Rewrite the lines below with "bar stool" changed to "counter stool" everywhere and nothing else altered, and leave the pictures out.

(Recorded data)
★ ★ ★ ★ ★

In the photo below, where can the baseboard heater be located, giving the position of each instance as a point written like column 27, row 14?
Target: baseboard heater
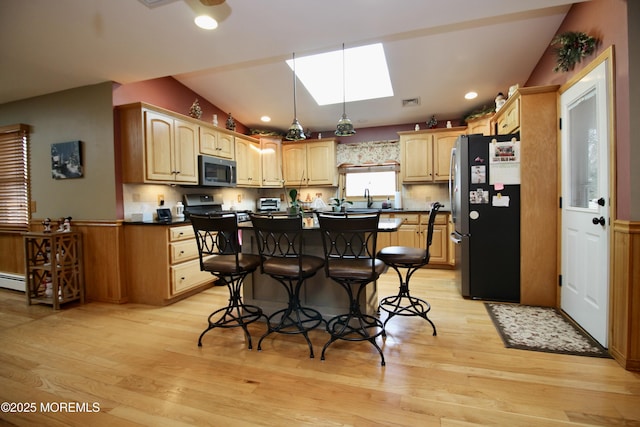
column 12, row 281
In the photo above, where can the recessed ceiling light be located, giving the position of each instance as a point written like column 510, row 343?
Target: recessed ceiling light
column 206, row 22
column 366, row 74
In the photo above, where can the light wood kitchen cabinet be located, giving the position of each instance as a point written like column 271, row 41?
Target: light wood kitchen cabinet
column 480, row 125
column 157, row 147
column 532, row 111
column 215, row 142
column 271, row 160
column 163, row 264
column 310, row 163
column 248, row 162
column 425, row 154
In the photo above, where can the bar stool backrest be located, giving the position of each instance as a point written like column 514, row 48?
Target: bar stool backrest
column 278, row 236
column 216, row 235
column 349, row 237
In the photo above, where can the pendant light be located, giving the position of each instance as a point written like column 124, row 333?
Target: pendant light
column 295, row 132
column 345, row 127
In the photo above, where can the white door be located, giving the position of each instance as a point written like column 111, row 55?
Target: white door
column 585, row 202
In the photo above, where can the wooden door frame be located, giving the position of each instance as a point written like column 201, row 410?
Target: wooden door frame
column 606, row 55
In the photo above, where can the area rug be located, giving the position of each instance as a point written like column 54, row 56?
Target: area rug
column 541, row 329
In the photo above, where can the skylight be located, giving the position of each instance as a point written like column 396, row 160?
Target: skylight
column 366, row 74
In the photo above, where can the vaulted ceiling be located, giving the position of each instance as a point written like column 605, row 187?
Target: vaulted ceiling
column 437, row 50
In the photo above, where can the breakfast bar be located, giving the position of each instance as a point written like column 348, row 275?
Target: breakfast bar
column 319, row 292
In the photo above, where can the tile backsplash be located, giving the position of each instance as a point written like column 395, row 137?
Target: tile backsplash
column 143, row 198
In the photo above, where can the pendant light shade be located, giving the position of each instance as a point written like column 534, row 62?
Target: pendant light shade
column 345, row 127
column 295, row 132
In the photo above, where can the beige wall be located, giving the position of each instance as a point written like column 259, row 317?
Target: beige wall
column 84, row 114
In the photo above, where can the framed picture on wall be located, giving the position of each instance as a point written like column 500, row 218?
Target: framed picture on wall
column 66, row 160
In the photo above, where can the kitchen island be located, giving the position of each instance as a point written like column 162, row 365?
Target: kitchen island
column 318, row 292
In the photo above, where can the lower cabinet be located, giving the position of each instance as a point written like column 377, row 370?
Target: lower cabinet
column 162, row 264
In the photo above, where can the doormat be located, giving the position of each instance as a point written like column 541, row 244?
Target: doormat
column 544, row 329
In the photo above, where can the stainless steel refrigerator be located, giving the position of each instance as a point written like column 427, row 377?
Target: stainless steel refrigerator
column 484, row 191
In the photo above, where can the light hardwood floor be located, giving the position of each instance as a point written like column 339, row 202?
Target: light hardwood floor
column 141, row 366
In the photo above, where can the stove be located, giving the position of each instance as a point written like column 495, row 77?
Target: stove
column 203, row 204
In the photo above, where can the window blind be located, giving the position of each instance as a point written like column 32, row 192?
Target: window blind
column 14, row 178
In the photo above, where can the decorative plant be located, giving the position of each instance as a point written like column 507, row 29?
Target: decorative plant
column 195, row 111
column 571, row 47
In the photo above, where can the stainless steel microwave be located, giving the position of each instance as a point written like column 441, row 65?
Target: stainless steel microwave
column 216, row 172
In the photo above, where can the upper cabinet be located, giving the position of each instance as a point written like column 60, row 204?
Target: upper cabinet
column 162, row 147
column 481, row 125
column 425, row 154
column 259, row 162
column 156, row 147
column 215, row 142
column 271, row 160
column 248, row 167
column 310, row 163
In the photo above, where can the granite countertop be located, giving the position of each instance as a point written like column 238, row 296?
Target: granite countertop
column 176, row 222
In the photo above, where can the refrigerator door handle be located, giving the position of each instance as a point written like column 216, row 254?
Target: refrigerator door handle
column 452, row 160
column 456, row 237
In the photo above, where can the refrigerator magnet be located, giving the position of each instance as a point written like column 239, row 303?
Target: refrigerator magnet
column 479, row 174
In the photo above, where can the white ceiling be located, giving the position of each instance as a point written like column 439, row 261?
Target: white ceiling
column 437, row 50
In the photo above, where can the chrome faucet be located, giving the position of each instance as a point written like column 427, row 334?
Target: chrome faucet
column 368, row 197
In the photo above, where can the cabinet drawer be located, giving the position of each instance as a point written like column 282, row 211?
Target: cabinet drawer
column 182, row 232
column 409, row 218
column 183, row 251
column 187, row 275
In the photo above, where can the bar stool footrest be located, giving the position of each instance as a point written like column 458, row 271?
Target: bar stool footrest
column 406, row 305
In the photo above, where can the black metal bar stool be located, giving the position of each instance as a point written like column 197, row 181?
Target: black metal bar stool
column 219, row 250
column 411, row 259
column 349, row 243
column 280, row 243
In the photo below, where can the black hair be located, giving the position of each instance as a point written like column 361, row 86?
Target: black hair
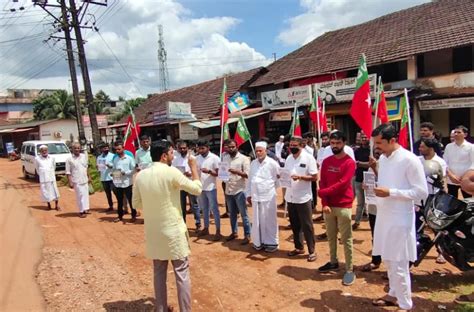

★ ★ ★ ★ ★

▸ **Task result**
In the photo below, where can the baseboard heater be located, giving the position of each instance as a point written like column 27, row 14?
Target: baseboard heater
column 12, row 281
In the photo above, where can the recessed ceiling light be located, giving the position of each instance as a point written like column 510, row 343?
Target: recessed ceiling light
column 206, row 22
column 366, row 74
In the photo above, where can the light wood kitchen cabinet be located, giving the position of each instance as a point written like column 271, row 41?
Target: light wood kitchen cabinet
column 480, row 125
column 157, row 147
column 532, row 111
column 215, row 142
column 271, row 160
column 163, row 264
column 310, row 163
column 248, row 162
column 425, row 154
In the photo above, where can the counter stool backrest be located, giving the position of each instance as a point written like column 514, row 48?
Target: counter stool backrest
column 278, row 236
column 216, row 235
column 349, row 237
In the photo above, where can the pendant light be located, giving the position of each instance as a point written like column 124, row 333?
Target: pendant light
column 295, row 132
column 345, row 127
In the photo above, where can the white door be located, giving the position of each instance as a point written like column 111, row 55?
Target: white door
column 585, row 202
In the photo above, where can the wooden door frame be located, giving the position of each instance as a point written like column 201, row 410?
Target: wooden door frame
column 606, row 55
In the photo above, where can the area rug be located, giving the position of each instance as a point written like column 54, row 56?
Target: area rug
column 541, row 329
In the photo above, where can the skylight be located, giving the position of each instance as a point written like column 396, row 160?
Target: skylight
column 366, row 74
In the photo above, where can the vaulted ceiling be located, giving the position of each instance as a point written like column 605, row 187?
Target: vaulted ceiling
column 437, row 50
In the photo above, where can the breakfast bar be located, giving the position of each instance as a point written like column 348, row 275?
Target: breakfast bar
column 319, row 292
In the photo above, where can the tile backsplash be located, giving the position of each instance as a point written like column 395, row 137?
Target: tile backsplash
column 143, row 198
In the photo above, where can the pendant light shade be located, giving the position of each instance as a point written like column 534, row 62?
Target: pendant light shade
column 345, row 127
column 295, row 132
In the photo above, where can the beige wall be located, giving the position of each instance as a point written like column 259, row 317?
Target: beige wall
column 84, row 114
In the photo above, where can the framed picture on wall be located, giving the position of each instance as a point written like column 500, row 218?
Target: framed picture on wall
column 66, row 160
In the photo above, where can the kitchen island be located, giving the position of each instance as a point written like column 162, row 365?
Target: kitchen island
column 318, row 292
In the photo above, where can the lower cabinet be located, giving the position of each instance as a point written like column 377, row 370?
Target: lower cabinet
column 162, row 264
In the photo above, where can the doormat be located, giving the position of each instance as a point written like column 541, row 244?
Target: doormat
column 544, row 329
In the photo above, where can the stainless steel refrigerator be located, giving the position of each instance as a point written like column 427, row 377?
Target: stainless steel refrigerator
column 484, row 191
In the photo above, where can the light hardwood floor be located, giving the position of each instance as a point written like column 339, row 202?
Target: light hardwood floor
column 141, row 366
In the photo above, where can the stove be located, giving the position of each instance as a point written like column 495, row 77?
Target: stove
column 203, row 204
In the photo above, where can the window blind be located, giving the position of each instance as a point written like column 32, row 192?
Target: window blind
column 14, row 178
In the photo above, where can the decorative plant be located, giving the position of each instance as a point written like column 507, row 29?
Target: decorative plant
column 195, row 111
column 571, row 47
In the photo above, where can the stainless steel microwave be located, giving the position of each instance as a point written like column 441, row 65?
Target: stainless steel microwave
column 216, row 172
In the photo above, where can the upper cabinet be located, giving the position of each instance as a point written like column 60, row 204?
Target: upper cabinet
column 162, row 147
column 481, row 125
column 425, row 154
column 259, row 162
column 156, row 147
column 215, row 142
column 271, row 160
column 248, row 167
column 310, row 163
In the photo above, where can the granite countertop be located, giving the position of each instance as a point written like column 238, row 296?
Target: granite countertop
column 176, row 222
In the photo above, where can the refrigerator door handle be located, giving the position of each instance as a point written like column 216, row 254?
Target: refrigerator door handle
column 452, row 160
column 456, row 237
In the photo above, where can the refrigerator magnet be located, giving the position of each instance as a point written like column 239, row 303?
Target: refrigerator magnet
column 479, row 174
In the photo above, where can the white ceiling be located, giving the position of each instance as a point written like column 439, row 261?
Target: white ceiling
column 437, row 50
In the photo above, where can the chrome faucet be located, giving the position of each instance as a point written like column 427, row 334?
Target: chrome faucet
column 368, row 197
In the photo above, where can the cabinet drawer be located, giving the position of each instance as a point written like column 282, row 211?
Target: cabinet drawer
column 182, row 232
column 409, row 218
column 183, row 251
column 187, row 275
In the photo above, where can the counter stool footrest be located, giving the position of each instance as a point written like column 458, row 271?
Target: counter stool footrest
column 406, row 305
In the photo above, where can the black metal counter stool be located, giving the position of each instance as a point written like column 197, row 181?
Target: black metal counter stool
column 219, row 250
column 411, row 259
column 349, row 243
column 280, row 243
In the photo below, where can the black hair be located, giving the position of each instance as a point written like column 361, row 86?
Target: black hair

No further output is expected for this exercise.